TASK STATEMENT — Print the range of lines that opens with the line containing "Each instance of the green" and closes with the last line of the listing. Include both ends; print nothing more.
──────── SUPPLIED MATERIAL
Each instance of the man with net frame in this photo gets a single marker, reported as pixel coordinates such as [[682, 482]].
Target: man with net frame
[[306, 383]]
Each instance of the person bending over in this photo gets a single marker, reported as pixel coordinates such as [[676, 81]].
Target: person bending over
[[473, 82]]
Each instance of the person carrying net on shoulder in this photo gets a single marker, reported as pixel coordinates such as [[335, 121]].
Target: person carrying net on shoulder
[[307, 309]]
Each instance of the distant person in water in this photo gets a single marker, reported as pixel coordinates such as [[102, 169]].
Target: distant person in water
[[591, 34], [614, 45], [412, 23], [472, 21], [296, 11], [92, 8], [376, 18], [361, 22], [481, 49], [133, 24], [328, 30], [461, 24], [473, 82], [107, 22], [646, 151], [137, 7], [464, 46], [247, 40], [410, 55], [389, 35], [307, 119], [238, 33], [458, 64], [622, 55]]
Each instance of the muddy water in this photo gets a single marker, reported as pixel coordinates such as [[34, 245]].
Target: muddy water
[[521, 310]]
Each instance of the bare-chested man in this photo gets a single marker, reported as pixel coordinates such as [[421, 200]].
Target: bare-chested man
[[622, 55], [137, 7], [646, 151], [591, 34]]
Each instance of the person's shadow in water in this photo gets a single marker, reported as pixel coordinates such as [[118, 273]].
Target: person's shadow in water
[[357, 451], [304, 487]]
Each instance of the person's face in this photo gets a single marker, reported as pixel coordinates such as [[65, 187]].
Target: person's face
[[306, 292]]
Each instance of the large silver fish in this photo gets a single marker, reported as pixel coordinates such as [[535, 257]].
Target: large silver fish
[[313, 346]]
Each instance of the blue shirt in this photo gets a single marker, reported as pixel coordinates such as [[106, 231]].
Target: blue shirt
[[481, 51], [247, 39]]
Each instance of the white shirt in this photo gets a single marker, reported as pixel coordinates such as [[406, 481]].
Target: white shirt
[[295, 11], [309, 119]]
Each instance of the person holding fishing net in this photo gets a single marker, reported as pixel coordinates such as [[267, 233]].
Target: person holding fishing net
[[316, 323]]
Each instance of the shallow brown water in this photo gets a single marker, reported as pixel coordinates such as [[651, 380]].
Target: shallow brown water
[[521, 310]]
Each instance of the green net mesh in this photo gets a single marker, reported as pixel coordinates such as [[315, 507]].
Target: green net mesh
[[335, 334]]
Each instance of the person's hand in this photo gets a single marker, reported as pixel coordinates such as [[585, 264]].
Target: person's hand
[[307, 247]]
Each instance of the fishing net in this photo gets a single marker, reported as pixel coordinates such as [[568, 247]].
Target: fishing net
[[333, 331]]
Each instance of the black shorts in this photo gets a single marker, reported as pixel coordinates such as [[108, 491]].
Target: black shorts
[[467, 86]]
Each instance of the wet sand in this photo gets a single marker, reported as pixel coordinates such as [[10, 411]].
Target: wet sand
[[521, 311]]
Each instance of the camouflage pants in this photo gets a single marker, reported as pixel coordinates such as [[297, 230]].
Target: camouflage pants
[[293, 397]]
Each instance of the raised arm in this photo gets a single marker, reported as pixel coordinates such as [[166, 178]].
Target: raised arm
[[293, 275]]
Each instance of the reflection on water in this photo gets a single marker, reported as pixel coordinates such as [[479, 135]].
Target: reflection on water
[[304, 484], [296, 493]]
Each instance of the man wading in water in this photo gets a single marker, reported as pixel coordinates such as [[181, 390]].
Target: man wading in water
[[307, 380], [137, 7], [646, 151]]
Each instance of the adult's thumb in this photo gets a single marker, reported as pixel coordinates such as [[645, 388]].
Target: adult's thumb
────────────────
TASK SOLUTION —
Each instance of the green net mesh in this photo gets a single marker, reported as pixel coordinates such as [[315, 507]].
Target: green net mesh
[[335, 334]]
Each instance of the person's hand in this photo gets a single marker, reported as pixel coordinates such as [[585, 264]].
Target: person's hand
[[307, 247]]
Each instance of the fishing net in this photo gets a single marker, reported as pixel coordinates such as [[568, 247]].
Target: fishing net
[[333, 331]]
Each instance of the black shorts in this photo gets a single marker, reported as pixel coordinates such as [[108, 491]].
Target: black shorts
[[467, 86]]
Each instance of the wet sand in this photo gets a single marker, reported as pixel coordinates such as [[10, 411]].
Target: wet sand
[[521, 311]]
Each instance of the camouflage pants in this photo gets a single marker, reported as pixel coordinates such as [[297, 230]].
Target: camouflage pants
[[293, 397]]
Each instance of the raised arm in this photo gets a single marker, reported as pixel coordinates such as [[166, 178]].
Target: raised arm
[[293, 275]]
Each instance of the reflection on water in this photo gets a single marker, reported as pixel coordinates such as [[479, 135]].
Target: reflection on water
[[304, 484], [296, 493]]
Each instance of the man wading in water in this photo gets a single marker, reported as pixel coordinates such as [[181, 390]].
Target: man wading in water
[[307, 380], [137, 7], [646, 151]]
Each instance of the adult's thumb in this photo gets a single marker, reported as pixel coordinates such as [[645, 388]].
Target: adult's thumb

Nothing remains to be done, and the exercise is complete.